→ Task requirements
a) List every medical condition that the passage below on adult stem cells names as being tested in clinical studies.
b) Summarize the passage below on adult stem cells in two sentences.

→ Page text
══════════
In contrast to ESCs, stem cells from more mature tissues present significant advantages for use in medical therapies. First, stem cells from more mature tissues do not make tumors and are not genetically unstable. Because adult stem cells and their derivatives can be safely transplanted to patients, more than 1,500 clinical studies are currently underway, testing the medical usefulness of adult stem cells for diverse medical conditions, including (among others) diabetes, heart disease, amyotrophic lateral sclerosis (Lou Gehrig’s disease), multiple sclerosis (MS), arthritis, sickle cell disorder and many types of cancer. In contrast, in the quarter century since their discovery, not a single clinical study has been approved for ESCs, due to the serious safety concerns discussed above.
══════════
→ Excerpted records

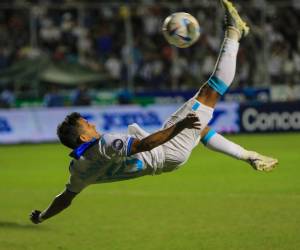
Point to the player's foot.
(233, 19)
(261, 162)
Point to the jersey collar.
(80, 150)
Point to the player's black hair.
(68, 131)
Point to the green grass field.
(213, 202)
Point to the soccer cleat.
(233, 19)
(261, 162)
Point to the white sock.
(217, 142)
(225, 68)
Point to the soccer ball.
(181, 29)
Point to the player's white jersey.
(107, 160)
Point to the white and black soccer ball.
(181, 29)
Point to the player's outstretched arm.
(60, 202)
(219, 143)
(191, 121)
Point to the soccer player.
(99, 158)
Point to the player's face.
(88, 130)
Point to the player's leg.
(180, 147)
(217, 142)
(223, 75)
(225, 67)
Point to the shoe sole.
(244, 29)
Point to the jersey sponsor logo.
(253, 120)
(4, 126)
(122, 120)
(118, 144)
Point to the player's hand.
(191, 121)
(35, 217)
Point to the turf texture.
(213, 202)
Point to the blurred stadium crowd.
(126, 44)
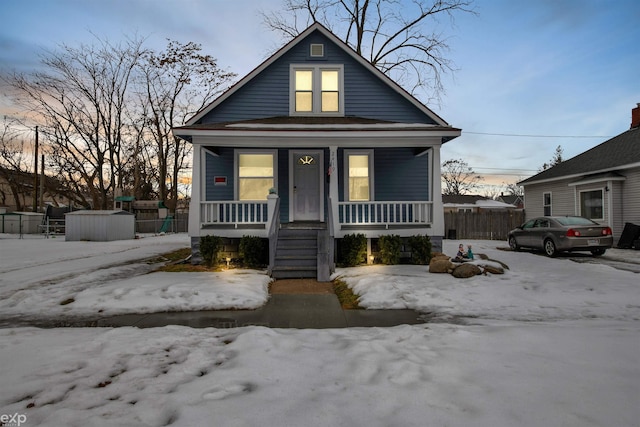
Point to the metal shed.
(21, 222)
(100, 226)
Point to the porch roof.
(314, 123)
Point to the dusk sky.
(532, 74)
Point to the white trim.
(316, 46)
(588, 190)
(347, 153)
(597, 180)
(316, 91)
(236, 177)
(196, 191)
(292, 160)
(317, 27)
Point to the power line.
(516, 135)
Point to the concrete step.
(296, 250)
(292, 272)
(299, 261)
══════════
→ Answers
a)
- diabetes
- heart disease
- amyotrophic lateral sclerosis (Lou Gehrig's disease)
- multiple sclerosis (MS)
- arthritis
- sickle cell disorder
- many types of cancer

b) Unlike ESCs, stem cells from more mature tissues do not make tumors and are not genetically unstable, so they can be safely transplanted and are being tested in more than 1,500 clinical studies for diverse medical conditions. Because of serious safety concerns, no clinical study has been approved for ESCs in the quarter century since their discovery.